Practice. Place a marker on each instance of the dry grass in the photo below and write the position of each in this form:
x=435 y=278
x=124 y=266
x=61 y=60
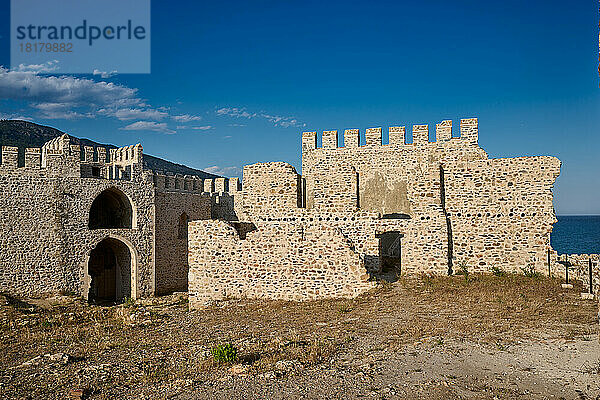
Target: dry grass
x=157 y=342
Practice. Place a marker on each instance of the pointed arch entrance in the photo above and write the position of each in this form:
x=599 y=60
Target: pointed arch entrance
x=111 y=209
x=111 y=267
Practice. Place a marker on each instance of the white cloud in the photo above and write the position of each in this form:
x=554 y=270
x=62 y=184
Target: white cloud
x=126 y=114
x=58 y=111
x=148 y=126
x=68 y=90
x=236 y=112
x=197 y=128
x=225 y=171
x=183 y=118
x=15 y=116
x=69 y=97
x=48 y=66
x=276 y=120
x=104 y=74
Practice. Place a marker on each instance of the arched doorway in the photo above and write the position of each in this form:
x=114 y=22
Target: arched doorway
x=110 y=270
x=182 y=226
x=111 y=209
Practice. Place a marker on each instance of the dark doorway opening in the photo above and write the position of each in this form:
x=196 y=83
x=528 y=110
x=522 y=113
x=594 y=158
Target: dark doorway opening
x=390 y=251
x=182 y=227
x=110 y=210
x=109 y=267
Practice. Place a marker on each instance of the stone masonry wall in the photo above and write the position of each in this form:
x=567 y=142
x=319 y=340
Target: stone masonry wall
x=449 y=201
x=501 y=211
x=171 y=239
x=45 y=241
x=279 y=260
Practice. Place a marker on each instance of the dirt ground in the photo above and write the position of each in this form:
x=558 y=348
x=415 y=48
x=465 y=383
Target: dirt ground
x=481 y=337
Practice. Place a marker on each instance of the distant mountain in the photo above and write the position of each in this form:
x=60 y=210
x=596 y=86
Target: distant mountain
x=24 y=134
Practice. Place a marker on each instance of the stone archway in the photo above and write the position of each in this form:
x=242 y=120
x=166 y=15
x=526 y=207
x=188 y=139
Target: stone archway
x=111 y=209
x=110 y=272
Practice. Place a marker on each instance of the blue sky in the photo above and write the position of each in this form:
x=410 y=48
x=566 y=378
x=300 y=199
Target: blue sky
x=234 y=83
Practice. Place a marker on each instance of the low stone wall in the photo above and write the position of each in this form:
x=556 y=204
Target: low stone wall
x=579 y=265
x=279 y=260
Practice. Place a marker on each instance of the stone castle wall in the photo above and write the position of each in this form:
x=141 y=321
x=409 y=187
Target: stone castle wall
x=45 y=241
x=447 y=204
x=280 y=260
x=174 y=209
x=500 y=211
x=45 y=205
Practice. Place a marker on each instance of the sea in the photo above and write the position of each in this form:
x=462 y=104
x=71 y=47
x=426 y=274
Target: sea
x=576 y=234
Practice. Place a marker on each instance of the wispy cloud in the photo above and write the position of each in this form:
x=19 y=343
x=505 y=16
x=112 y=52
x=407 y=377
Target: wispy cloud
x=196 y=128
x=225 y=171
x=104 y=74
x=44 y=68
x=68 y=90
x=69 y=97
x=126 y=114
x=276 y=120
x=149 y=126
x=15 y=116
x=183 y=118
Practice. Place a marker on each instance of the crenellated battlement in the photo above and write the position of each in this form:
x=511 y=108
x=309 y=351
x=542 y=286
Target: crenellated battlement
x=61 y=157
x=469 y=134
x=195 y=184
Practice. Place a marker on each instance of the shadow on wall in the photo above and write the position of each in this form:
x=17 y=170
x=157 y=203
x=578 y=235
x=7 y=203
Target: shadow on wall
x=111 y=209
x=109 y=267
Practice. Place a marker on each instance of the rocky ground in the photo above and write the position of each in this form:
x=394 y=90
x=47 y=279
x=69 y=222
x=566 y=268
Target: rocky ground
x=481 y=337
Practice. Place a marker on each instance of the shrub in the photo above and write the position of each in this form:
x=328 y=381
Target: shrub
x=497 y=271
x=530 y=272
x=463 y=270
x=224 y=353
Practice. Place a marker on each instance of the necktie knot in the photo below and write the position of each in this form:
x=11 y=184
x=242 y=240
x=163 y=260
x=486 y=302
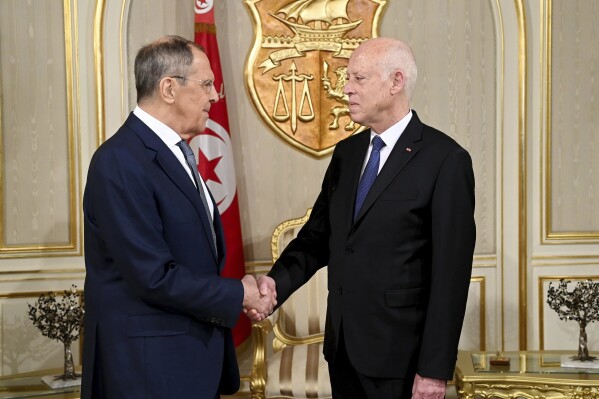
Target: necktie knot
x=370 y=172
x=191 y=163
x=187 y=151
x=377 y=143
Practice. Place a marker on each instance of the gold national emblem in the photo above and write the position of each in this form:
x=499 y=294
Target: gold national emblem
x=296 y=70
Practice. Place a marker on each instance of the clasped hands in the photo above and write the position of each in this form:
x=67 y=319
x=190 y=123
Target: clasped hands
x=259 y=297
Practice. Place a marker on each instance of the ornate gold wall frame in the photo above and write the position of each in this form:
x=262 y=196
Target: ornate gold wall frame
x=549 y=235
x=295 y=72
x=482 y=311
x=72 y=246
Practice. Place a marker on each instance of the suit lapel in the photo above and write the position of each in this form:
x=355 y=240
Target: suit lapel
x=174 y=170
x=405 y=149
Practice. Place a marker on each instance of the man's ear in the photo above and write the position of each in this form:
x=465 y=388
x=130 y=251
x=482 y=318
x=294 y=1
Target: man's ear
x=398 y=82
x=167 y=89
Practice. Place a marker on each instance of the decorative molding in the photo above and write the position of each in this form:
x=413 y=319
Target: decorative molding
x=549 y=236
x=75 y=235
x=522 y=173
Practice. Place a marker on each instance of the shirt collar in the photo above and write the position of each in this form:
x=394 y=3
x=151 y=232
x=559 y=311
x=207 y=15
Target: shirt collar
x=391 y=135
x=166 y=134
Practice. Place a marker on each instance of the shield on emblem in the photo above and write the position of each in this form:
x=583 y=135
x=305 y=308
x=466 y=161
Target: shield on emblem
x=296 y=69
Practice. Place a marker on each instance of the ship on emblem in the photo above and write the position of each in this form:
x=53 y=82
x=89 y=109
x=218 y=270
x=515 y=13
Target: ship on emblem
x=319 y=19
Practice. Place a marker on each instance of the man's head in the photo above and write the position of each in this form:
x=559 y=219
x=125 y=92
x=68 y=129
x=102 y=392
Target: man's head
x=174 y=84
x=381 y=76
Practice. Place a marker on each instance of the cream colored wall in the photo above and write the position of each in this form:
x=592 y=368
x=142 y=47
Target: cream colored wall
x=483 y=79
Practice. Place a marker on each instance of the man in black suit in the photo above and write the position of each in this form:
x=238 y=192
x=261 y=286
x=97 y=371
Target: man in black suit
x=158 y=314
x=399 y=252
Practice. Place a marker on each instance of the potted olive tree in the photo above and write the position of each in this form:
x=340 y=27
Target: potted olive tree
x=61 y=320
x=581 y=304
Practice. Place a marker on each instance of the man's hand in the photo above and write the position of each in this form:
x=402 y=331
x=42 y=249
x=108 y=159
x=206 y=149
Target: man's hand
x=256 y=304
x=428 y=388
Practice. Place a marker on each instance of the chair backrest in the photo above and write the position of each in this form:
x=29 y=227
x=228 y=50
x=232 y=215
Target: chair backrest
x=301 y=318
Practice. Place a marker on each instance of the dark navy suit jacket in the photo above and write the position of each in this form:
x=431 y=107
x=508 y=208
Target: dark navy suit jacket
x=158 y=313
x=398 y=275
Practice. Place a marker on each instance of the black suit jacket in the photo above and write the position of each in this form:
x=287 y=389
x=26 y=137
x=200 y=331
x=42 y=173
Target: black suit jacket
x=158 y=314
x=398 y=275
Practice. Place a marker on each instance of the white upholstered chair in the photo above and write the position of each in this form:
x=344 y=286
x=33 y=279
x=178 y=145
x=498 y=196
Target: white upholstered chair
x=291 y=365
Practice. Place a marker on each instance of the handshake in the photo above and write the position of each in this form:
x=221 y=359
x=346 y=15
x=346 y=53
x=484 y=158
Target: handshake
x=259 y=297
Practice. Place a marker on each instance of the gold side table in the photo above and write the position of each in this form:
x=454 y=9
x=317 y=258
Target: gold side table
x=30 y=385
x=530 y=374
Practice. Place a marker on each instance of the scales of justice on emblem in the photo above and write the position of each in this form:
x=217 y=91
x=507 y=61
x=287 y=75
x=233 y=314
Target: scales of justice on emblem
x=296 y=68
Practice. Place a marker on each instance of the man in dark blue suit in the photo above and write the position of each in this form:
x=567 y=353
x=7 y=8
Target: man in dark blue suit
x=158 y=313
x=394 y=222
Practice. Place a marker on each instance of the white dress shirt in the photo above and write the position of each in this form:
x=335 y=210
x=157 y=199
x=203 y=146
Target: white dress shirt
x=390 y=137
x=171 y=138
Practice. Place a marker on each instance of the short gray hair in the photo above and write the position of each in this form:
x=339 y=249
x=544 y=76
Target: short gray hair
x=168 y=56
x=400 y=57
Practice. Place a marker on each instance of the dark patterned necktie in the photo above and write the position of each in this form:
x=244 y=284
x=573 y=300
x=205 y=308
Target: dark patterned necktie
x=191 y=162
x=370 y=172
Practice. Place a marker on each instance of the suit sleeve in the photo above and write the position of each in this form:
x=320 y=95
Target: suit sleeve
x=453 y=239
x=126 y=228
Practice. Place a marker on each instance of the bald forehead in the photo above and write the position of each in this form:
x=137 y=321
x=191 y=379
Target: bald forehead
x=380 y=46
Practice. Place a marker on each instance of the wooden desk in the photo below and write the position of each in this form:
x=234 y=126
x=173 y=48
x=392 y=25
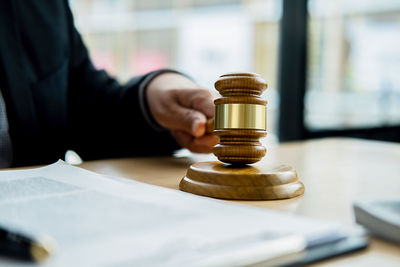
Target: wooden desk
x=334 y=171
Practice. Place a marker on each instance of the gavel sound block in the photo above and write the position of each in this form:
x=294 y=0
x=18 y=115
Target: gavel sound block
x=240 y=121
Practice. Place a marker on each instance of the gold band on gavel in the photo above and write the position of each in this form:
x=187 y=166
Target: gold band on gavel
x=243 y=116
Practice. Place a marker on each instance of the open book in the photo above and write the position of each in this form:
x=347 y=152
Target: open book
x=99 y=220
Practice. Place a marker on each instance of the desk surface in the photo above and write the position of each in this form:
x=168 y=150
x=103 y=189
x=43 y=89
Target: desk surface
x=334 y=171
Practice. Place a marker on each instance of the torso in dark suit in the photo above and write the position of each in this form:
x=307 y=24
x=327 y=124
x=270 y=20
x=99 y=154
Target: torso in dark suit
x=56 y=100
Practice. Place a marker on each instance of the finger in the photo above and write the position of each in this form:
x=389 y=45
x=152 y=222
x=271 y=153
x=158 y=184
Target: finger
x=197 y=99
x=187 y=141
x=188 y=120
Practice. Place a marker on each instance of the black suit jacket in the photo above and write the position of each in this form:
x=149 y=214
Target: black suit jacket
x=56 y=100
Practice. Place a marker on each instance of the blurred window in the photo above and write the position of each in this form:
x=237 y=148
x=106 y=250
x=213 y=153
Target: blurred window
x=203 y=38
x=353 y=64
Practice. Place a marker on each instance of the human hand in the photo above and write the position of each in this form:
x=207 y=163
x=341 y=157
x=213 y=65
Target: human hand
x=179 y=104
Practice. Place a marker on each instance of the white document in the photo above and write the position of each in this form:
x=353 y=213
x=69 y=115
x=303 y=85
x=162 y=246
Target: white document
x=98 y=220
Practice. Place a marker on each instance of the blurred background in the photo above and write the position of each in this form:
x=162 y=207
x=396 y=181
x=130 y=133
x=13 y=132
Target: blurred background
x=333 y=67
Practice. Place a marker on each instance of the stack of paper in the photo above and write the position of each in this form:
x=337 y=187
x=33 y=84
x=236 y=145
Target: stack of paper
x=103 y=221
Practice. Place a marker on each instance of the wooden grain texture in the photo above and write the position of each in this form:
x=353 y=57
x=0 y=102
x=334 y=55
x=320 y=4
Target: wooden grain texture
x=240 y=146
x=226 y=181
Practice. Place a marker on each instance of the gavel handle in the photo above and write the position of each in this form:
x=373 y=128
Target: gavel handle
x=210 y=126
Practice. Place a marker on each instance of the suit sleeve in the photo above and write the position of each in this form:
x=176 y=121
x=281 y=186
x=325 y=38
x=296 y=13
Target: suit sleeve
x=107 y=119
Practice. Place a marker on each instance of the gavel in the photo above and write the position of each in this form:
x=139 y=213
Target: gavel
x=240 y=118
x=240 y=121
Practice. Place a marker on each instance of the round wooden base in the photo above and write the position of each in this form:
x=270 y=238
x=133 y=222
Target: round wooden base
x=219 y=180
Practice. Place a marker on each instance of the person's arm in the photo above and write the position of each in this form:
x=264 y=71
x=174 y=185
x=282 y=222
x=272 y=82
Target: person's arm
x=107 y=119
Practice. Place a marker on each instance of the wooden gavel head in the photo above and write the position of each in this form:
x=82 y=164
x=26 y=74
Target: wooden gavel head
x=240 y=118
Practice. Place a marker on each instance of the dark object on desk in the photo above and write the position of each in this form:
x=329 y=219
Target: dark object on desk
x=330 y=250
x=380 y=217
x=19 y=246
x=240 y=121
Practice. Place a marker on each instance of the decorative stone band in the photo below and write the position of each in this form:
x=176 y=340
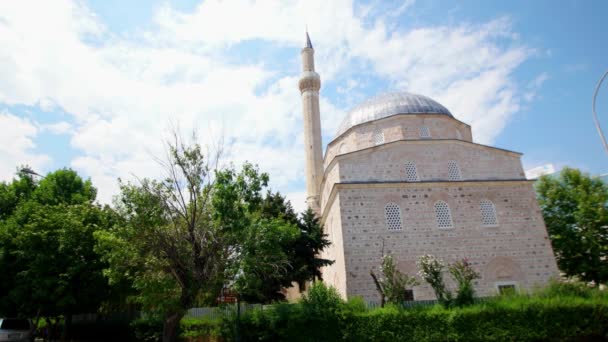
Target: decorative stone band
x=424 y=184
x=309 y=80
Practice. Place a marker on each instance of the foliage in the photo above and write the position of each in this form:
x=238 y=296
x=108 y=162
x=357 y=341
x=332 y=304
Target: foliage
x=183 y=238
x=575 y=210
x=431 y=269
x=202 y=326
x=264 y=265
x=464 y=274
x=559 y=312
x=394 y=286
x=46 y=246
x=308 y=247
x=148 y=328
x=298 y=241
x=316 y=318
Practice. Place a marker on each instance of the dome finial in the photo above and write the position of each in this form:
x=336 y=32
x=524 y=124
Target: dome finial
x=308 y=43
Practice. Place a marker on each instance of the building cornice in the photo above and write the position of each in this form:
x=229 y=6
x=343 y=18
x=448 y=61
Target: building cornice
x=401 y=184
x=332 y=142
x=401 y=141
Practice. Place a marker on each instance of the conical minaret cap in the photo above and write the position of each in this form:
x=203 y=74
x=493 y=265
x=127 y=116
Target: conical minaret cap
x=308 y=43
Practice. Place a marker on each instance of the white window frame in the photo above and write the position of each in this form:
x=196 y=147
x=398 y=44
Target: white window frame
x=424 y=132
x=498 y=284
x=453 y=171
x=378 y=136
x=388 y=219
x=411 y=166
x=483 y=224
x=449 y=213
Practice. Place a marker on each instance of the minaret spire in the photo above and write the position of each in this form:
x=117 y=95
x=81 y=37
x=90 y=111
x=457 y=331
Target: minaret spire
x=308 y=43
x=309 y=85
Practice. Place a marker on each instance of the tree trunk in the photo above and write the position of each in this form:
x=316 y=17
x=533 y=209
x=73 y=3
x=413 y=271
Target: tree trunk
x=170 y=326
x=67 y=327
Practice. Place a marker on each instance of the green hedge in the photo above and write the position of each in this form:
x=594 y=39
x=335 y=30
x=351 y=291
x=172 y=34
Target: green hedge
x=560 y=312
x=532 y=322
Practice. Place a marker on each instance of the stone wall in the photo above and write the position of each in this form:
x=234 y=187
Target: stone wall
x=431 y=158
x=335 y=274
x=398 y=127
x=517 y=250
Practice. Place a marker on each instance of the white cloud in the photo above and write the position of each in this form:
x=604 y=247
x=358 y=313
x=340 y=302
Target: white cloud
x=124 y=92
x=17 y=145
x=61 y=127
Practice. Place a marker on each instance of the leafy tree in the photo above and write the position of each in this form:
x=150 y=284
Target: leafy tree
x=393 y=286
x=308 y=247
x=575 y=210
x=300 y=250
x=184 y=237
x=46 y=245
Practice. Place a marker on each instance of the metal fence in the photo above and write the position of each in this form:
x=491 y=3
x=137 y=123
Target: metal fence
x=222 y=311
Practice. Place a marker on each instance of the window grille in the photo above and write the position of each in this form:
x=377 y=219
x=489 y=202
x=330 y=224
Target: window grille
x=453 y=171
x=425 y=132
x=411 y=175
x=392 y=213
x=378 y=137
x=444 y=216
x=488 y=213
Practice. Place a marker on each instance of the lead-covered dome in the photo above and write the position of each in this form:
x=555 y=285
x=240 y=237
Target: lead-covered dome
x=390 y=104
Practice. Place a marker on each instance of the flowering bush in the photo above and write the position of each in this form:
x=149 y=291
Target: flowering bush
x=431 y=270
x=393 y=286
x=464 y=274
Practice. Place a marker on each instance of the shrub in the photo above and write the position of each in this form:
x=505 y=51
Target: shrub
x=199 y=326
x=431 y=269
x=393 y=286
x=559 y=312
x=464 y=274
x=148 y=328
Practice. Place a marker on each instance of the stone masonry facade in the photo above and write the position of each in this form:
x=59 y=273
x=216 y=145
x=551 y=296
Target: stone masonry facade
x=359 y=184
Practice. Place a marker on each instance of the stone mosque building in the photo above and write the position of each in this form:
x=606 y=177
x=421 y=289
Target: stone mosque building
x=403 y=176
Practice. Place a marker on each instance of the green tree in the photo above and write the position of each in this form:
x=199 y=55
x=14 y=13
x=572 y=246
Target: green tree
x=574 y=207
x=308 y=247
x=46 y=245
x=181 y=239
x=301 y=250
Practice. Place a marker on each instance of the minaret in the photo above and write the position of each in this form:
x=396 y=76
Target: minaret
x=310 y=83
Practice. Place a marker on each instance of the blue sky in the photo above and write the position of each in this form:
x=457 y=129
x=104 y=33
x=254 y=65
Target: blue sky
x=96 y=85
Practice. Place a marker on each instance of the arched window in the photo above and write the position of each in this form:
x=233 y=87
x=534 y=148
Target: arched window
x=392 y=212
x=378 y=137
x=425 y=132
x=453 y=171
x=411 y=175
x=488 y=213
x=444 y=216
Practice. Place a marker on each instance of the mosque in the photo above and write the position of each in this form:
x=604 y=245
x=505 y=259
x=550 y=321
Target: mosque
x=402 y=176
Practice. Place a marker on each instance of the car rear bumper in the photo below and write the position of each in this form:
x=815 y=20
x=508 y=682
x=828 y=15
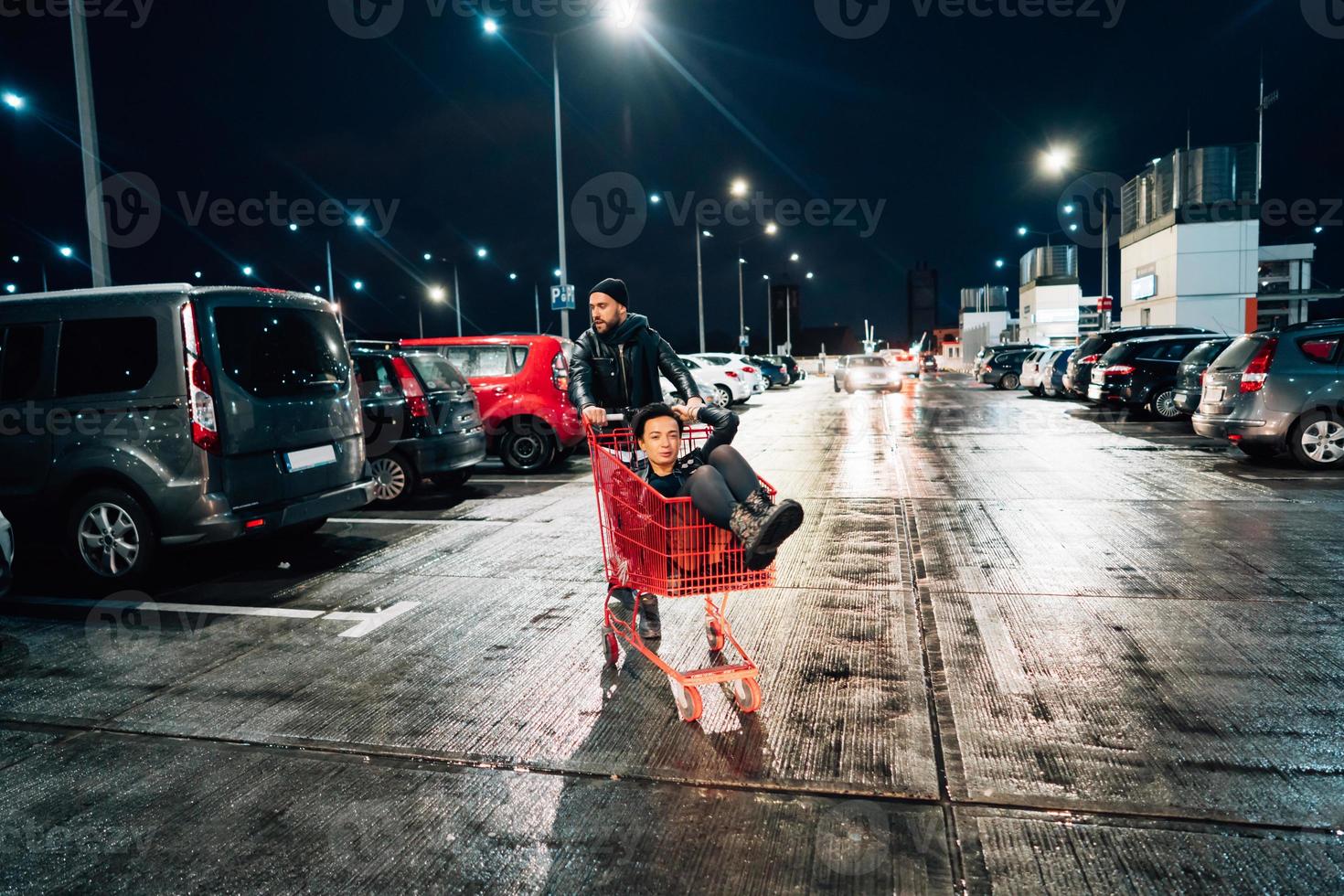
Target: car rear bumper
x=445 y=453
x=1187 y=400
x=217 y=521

○ ○ ○ ○

## WHAT THE TASK REQUIRES
Can you output the material above as a numbered list, beginning at the line that contains "Practice. Place a marker on each instance of the distant" and stopping after the line that contains "x=576 y=234", with blank lines left out?

## ANSWER IN FULL
1. Practice. Place a marker on each instance of the distant mountain in the photo above and write the position of each in this form:
2. x=60 y=210
3. x=596 y=86
4. Target: distant mountain
5. x=24 y=134
6. Practice. Place a marker on each instance of the stone archway in the photo above and write the position of each in this form:
7. x=242 y=120
8. x=166 y=15
9. x=526 y=207
10. x=188 y=139
11. Target: stone archway
12. x=111 y=209
13. x=110 y=272
14. Practice. Place a marker on each instance of the blue sky in the photo above and write the position of each in this form:
15. x=410 y=48
16. x=566 y=378
17. x=300 y=199
18. Target: blue sky
19. x=234 y=83
20. Practice. Place a marker on each instance of the low stone wall in the photo above and write the position of each in this form:
21. x=556 y=204
22. Target: low stone wall
23. x=579 y=265
24. x=279 y=260
25. Practice. Place a marker on each instance of the stone castle wall in the photo above and write the position of each in this form:
26. x=141 y=321
27. x=409 y=187
28. Target: stone castle wall
29. x=45 y=241
30. x=447 y=204
31. x=280 y=260
32. x=174 y=209
33. x=500 y=211
34. x=45 y=205
35. Practice. Place a marker on each instance of the sea in the photo above and write the position of each in this form:
36. x=462 y=104
37. x=71 y=47
38. x=426 y=274
39. Target: sea
40. x=576 y=234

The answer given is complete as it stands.